• **Goal**: Please report every line of the material that contains the word "feeder", copying each line in full. Case counts.

• **Listed records**:
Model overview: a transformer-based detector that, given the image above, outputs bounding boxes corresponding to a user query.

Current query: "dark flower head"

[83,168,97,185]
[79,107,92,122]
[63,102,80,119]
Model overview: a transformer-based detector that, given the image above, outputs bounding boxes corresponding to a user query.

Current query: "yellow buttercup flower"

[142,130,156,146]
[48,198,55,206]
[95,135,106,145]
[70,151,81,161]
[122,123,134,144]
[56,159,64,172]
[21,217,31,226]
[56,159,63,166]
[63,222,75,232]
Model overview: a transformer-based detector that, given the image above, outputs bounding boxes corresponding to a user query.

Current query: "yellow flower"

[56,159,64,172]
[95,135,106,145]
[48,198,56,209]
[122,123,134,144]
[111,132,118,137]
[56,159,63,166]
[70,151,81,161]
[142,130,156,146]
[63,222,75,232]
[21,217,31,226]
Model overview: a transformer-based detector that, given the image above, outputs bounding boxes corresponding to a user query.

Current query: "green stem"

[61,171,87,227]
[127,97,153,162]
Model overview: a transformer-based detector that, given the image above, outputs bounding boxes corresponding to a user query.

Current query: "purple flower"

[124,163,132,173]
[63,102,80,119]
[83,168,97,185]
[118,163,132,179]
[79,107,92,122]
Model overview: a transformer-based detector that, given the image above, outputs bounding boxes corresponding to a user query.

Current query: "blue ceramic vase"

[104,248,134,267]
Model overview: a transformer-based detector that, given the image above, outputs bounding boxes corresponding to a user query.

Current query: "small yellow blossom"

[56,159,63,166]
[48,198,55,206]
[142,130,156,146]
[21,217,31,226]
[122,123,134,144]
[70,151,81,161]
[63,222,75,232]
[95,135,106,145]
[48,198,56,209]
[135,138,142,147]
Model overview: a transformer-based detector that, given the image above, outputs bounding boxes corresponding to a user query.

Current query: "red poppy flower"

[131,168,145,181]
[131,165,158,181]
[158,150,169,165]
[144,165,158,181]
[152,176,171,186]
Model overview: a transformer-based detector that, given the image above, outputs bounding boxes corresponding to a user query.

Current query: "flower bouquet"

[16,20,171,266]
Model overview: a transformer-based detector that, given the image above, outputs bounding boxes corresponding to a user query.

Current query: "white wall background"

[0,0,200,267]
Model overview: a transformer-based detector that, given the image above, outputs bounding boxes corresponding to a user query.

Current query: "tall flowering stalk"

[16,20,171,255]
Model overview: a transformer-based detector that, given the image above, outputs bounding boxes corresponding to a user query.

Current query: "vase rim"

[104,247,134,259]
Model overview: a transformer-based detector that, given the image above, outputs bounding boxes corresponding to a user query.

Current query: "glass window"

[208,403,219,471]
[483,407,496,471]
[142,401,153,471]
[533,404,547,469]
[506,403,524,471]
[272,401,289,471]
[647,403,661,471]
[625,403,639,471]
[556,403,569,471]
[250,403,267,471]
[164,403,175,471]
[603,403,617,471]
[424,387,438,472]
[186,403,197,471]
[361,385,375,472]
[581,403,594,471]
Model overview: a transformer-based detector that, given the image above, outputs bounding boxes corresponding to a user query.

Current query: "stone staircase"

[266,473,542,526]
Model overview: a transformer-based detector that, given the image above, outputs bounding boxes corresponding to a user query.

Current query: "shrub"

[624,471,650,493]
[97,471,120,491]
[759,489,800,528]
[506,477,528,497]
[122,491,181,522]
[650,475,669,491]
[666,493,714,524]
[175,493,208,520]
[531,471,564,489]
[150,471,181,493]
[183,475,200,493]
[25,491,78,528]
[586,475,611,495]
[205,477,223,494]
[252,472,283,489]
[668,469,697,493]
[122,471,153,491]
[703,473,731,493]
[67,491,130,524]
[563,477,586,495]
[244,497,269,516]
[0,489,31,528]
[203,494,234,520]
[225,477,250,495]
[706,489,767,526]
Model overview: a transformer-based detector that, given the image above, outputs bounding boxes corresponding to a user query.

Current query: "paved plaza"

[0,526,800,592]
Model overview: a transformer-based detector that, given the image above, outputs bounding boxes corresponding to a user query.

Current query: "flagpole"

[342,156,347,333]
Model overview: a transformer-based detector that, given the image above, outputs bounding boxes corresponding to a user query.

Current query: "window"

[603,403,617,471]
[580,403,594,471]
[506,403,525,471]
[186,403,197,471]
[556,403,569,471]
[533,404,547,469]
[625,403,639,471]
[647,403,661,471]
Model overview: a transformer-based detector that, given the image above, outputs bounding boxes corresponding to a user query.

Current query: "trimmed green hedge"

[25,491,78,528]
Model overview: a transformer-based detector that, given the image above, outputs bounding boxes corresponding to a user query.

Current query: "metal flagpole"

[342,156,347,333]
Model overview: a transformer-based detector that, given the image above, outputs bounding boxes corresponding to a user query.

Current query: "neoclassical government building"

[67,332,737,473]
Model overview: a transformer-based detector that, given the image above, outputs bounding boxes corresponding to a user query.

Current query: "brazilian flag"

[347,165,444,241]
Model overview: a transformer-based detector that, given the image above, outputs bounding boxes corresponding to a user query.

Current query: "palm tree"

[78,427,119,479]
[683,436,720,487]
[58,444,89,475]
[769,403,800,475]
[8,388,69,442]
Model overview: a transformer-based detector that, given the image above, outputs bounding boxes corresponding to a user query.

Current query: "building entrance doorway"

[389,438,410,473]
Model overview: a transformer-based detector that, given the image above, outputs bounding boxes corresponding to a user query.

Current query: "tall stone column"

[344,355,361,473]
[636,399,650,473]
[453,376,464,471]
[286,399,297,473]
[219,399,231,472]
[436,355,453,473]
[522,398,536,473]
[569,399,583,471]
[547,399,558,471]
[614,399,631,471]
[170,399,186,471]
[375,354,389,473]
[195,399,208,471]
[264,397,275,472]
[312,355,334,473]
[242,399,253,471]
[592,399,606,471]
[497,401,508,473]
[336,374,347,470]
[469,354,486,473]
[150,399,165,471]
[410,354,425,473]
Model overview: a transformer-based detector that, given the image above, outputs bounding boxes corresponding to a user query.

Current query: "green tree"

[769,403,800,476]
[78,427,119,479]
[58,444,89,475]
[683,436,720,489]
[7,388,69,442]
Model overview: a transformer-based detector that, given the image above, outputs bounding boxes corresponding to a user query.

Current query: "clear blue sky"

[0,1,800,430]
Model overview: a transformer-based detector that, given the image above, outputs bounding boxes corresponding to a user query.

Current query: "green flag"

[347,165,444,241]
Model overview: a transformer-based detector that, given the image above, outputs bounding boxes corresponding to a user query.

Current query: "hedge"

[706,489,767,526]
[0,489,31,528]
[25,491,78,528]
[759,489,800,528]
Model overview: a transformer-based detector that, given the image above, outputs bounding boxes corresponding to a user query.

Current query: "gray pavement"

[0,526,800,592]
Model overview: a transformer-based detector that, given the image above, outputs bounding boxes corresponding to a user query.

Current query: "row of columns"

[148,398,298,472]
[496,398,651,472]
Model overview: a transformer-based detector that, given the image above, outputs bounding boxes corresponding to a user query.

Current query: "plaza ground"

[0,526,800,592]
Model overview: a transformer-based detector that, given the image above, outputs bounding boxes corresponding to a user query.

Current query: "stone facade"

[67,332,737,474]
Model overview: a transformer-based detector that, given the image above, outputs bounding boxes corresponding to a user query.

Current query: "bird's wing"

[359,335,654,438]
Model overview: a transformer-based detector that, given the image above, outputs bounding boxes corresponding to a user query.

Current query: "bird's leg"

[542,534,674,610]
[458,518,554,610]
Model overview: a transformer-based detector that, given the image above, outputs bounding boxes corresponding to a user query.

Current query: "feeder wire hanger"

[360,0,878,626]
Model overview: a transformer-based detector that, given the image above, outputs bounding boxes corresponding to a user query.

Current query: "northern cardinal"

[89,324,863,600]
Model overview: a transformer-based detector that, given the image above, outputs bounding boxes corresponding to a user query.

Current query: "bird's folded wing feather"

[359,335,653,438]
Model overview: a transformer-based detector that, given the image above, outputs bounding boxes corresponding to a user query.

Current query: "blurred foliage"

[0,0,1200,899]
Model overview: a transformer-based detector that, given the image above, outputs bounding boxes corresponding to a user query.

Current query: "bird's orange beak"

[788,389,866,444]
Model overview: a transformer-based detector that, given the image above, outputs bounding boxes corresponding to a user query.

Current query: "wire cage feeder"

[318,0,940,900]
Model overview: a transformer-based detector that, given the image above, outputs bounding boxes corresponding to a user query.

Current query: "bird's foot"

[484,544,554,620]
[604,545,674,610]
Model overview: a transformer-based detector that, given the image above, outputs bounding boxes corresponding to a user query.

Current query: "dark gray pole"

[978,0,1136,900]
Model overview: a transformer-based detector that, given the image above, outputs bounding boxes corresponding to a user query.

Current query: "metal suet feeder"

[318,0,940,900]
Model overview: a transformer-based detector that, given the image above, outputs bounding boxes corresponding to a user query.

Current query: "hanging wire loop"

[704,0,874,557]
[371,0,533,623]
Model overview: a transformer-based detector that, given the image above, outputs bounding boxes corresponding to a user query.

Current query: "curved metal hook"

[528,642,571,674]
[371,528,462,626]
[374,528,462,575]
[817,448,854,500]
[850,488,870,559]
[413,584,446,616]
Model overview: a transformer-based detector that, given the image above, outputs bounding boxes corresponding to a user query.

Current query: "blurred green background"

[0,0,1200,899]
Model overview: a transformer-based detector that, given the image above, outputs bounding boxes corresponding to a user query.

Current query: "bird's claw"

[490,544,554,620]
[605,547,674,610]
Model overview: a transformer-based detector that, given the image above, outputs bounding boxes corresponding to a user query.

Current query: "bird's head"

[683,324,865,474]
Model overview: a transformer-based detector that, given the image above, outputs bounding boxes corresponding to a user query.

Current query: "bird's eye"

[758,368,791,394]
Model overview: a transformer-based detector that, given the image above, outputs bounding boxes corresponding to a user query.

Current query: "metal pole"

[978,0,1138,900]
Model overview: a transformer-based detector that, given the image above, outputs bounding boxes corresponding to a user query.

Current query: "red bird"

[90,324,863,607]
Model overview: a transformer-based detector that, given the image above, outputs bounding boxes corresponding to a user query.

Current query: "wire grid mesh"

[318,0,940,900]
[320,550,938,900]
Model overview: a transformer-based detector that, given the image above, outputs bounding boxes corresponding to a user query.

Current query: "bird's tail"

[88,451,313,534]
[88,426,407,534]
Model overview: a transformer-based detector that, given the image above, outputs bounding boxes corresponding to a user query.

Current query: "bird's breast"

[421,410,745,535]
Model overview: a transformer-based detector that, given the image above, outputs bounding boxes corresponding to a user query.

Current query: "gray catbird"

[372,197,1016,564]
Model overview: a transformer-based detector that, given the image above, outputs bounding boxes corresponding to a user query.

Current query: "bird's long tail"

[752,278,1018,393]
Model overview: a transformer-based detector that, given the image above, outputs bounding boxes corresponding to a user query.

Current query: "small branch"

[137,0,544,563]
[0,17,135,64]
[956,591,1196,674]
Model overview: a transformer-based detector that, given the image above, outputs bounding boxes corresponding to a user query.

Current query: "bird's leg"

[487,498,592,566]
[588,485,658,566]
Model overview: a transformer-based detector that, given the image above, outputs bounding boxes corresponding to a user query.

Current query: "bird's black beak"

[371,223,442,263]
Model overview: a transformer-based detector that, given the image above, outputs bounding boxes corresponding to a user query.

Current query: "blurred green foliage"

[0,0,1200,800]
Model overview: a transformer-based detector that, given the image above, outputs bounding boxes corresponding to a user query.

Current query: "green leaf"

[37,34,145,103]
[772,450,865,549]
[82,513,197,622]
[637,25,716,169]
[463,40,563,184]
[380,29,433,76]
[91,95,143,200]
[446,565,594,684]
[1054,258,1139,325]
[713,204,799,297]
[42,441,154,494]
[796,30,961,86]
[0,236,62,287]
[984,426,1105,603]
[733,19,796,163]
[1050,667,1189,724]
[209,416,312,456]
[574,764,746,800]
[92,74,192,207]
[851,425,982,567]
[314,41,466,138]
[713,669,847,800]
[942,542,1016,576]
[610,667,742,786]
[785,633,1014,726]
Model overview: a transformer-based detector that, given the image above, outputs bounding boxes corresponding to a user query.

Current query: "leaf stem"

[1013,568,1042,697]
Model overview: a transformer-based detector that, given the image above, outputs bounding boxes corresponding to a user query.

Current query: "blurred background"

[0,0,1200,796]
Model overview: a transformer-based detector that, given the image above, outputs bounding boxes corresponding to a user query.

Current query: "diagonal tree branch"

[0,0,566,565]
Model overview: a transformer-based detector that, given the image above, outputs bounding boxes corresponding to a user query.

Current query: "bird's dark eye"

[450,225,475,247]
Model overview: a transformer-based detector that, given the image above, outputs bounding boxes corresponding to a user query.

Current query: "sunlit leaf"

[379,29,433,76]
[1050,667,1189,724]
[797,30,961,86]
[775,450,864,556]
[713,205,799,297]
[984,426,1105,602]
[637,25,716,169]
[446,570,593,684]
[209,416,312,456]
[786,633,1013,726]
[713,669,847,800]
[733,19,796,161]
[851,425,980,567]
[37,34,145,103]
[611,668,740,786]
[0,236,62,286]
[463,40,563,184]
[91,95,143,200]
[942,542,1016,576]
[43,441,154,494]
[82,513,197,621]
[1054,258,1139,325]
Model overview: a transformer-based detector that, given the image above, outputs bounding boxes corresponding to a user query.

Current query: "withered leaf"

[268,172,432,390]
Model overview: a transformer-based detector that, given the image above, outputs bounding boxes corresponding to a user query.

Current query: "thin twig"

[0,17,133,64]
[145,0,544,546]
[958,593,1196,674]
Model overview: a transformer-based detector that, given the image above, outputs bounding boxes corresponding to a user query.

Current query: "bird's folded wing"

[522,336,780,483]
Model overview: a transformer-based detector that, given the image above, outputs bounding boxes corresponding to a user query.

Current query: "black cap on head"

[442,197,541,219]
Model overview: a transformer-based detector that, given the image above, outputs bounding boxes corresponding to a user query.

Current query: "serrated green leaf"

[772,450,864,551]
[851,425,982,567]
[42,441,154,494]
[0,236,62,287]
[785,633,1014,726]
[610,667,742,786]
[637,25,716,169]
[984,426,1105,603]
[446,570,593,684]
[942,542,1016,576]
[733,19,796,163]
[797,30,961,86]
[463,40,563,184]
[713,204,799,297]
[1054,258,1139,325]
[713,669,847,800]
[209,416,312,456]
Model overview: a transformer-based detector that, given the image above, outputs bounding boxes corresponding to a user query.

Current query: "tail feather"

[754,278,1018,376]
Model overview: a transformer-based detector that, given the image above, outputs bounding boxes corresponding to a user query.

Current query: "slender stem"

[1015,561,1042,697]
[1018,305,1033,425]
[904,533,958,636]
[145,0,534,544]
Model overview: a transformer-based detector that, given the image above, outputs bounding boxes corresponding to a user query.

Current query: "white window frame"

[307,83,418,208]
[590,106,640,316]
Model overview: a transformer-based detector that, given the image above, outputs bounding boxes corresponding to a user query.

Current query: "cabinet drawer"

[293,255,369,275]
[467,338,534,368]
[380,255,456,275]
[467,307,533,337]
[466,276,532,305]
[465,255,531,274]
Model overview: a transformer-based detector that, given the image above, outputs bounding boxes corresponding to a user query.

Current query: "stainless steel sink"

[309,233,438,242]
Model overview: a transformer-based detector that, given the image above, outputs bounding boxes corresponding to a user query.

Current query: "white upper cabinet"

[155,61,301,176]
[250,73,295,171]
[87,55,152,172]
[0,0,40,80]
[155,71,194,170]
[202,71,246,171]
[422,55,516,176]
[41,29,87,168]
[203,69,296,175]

• **Result for this exercise**:
Current query: "feeder wire hanger"
Current query: "wire cage feeder"
Current query: "metal suet feeder"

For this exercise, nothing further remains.